• Source material:
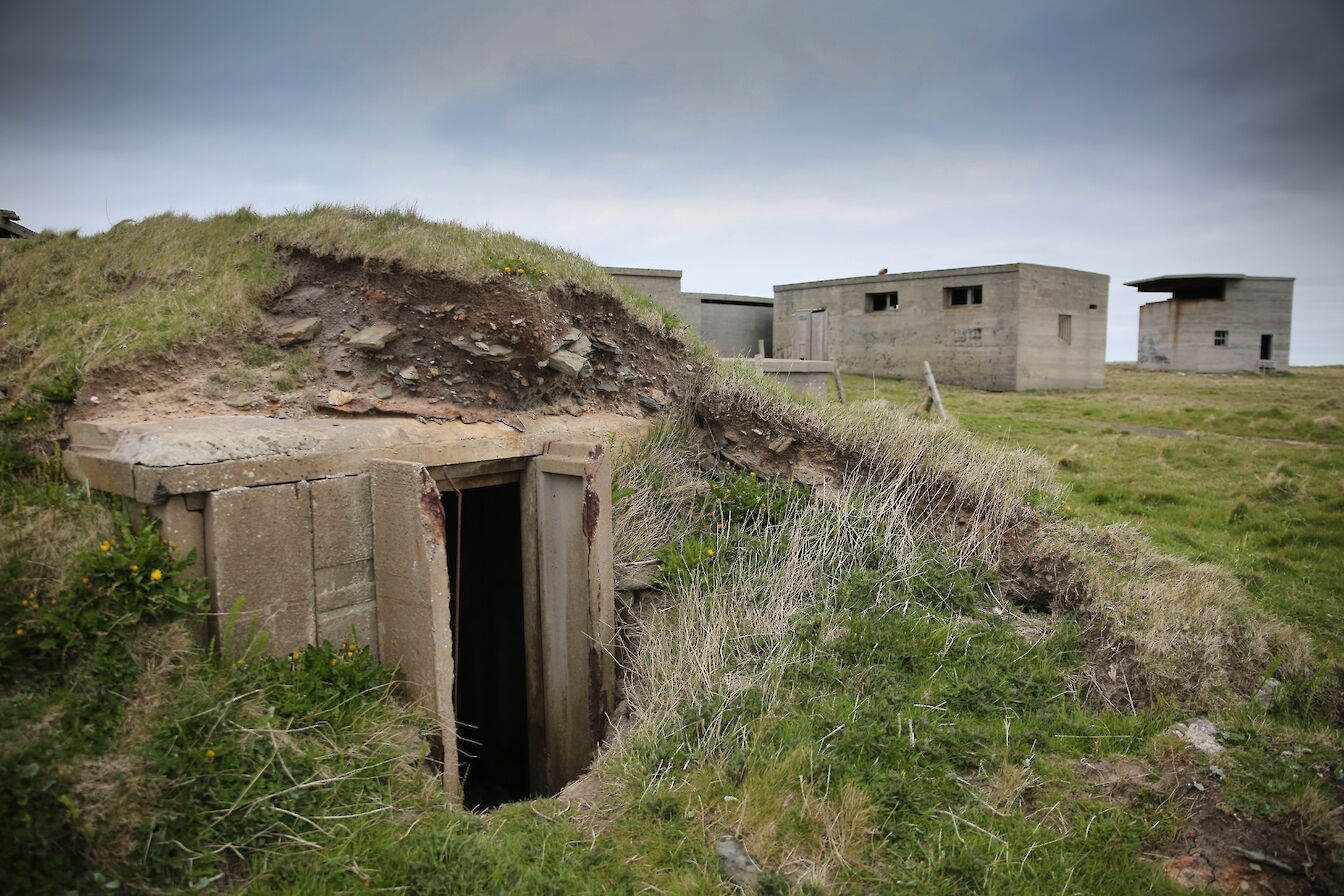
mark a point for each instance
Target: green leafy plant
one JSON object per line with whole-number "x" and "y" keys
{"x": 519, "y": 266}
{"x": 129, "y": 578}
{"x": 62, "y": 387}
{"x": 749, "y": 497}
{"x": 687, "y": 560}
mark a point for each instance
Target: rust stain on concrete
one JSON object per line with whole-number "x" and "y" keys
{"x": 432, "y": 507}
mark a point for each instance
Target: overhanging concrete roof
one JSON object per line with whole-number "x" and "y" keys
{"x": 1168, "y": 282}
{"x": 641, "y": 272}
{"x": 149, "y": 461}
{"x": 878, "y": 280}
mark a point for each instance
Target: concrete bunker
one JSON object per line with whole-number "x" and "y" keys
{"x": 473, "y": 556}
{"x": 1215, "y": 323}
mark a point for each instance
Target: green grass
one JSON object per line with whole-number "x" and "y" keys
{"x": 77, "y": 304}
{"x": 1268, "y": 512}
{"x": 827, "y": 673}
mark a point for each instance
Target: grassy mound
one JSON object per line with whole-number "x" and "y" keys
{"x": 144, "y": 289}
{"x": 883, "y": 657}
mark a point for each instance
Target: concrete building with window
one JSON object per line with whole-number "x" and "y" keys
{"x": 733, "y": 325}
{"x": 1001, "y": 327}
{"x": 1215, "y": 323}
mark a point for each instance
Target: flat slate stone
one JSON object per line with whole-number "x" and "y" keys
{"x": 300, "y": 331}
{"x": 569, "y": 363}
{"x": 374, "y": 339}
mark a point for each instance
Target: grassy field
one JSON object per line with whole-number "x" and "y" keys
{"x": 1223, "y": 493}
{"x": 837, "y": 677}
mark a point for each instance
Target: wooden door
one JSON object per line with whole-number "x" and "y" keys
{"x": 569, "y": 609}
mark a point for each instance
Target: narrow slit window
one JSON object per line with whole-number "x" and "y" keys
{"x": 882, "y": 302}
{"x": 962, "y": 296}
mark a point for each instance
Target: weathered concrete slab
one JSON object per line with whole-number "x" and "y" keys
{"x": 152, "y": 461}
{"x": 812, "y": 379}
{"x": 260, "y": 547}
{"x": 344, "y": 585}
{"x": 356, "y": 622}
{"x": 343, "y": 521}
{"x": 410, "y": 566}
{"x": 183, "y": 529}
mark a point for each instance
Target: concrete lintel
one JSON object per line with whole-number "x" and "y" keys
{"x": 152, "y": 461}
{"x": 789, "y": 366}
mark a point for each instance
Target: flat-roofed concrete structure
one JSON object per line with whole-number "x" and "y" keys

• What the task asks: How many lines in the entries contain the word "flat"? Reply with the number alone.

• Completed exercise: 2